------ Document section

To limit the right for the taking down by a court reporter to trial, or evidentiary hearings, would render the language “other judicial proceedings” idle and nugatory.1 A “judicial proceeding” cannot be limited to a trial or evidentiary hearing. It is correctly defined as “any proceeding wherein judicial action is invoked and taken”; or, “any step taken in a court of justice in the prosecution or defense of an action.”2

Here, petitioners made a timely request for the taking down of statements of counsel and of the court in a judicial proceeding. That request was incorrectly denied by the trial court. That refusal, presently before us for review, constitutes a denial of due process of law. § 106.4(a).

We assume original jurisdiction and grant the writs sought, in the alternative or otherwise, including the vacation on any order resting on lack of due process as expressed in this opinion. This court takes judicial knowledge the named respondent judge has resigned. This holding is binding *1290on his successor, or any subsequently assigned judge, of the district court action from which the original action arose.

------------

_Goal_
In the court opinion excerpt above, what does the court say the trial court's refusal to have the statements taken down constitutes?

------ Data extract

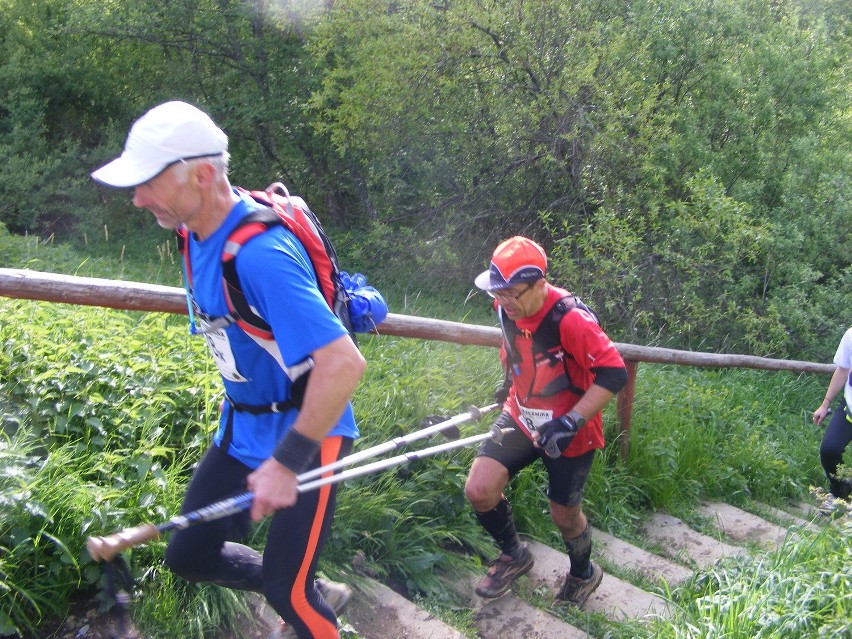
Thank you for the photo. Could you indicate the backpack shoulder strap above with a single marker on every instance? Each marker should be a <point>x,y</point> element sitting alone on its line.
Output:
<point>257,222</point>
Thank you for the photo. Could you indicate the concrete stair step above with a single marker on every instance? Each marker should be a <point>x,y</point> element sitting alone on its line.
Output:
<point>630,557</point>
<point>378,612</point>
<point>790,519</point>
<point>512,618</point>
<point>679,542</point>
<point>743,526</point>
<point>615,598</point>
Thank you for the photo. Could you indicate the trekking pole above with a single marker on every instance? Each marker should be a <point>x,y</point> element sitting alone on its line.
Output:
<point>473,414</point>
<point>106,548</point>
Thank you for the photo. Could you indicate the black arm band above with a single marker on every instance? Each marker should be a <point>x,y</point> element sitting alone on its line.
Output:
<point>611,378</point>
<point>295,451</point>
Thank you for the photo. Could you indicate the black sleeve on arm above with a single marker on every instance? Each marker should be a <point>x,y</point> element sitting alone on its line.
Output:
<point>610,378</point>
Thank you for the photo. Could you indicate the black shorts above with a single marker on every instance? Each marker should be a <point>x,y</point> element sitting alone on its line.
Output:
<point>566,475</point>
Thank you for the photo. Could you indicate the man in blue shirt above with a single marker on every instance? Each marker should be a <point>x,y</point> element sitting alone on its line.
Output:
<point>176,160</point>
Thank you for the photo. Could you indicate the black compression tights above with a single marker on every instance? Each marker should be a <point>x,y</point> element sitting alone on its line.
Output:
<point>284,572</point>
<point>837,436</point>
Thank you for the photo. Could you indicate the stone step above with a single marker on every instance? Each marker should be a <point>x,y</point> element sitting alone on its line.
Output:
<point>509,617</point>
<point>679,542</point>
<point>790,519</point>
<point>743,526</point>
<point>378,612</point>
<point>615,598</point>
<point>630,557</point>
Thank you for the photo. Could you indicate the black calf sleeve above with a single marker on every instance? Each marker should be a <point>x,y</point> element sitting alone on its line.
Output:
<point>580,553</point>
<point>500,525</point>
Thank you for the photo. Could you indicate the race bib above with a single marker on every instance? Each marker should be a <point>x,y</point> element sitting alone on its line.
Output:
<point>532,418</point>
<point>220,348</point>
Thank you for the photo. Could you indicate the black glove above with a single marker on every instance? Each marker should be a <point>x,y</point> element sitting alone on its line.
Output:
<point>502,393</point>
<point>555,436</point>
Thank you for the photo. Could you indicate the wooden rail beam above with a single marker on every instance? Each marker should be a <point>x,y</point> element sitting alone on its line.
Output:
<point>138,296</point>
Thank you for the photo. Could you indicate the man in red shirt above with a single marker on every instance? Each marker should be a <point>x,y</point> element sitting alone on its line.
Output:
<point>561,371</point>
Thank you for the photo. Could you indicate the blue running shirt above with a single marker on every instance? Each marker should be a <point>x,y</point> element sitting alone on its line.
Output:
<point>278,280</point>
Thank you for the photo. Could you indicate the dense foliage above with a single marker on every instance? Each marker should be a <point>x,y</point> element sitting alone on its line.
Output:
<point>687,163</point>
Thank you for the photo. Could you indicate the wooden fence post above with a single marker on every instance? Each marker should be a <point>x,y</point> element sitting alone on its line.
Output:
<point>624,407</point>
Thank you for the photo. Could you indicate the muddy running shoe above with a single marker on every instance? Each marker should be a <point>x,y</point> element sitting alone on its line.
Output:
<point>831,506</point>
<point>503,572</point>
<point>336,595</point>
<point>576,591</point>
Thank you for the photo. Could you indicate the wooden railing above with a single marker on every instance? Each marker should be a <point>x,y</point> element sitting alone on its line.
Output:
<point>137,296</point>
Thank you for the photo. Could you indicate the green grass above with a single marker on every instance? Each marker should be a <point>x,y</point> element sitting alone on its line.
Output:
<point>104,413</point>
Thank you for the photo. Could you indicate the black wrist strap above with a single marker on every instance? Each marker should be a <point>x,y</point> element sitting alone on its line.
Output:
<point>295,451</point>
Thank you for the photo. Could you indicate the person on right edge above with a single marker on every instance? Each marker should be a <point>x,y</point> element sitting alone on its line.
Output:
<point>561,371</point>
<point>839,432</point>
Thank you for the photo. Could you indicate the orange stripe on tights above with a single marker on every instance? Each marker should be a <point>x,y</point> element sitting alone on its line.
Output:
<point>320,627</point>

------------

_Expected answer_
A denial of due process of law.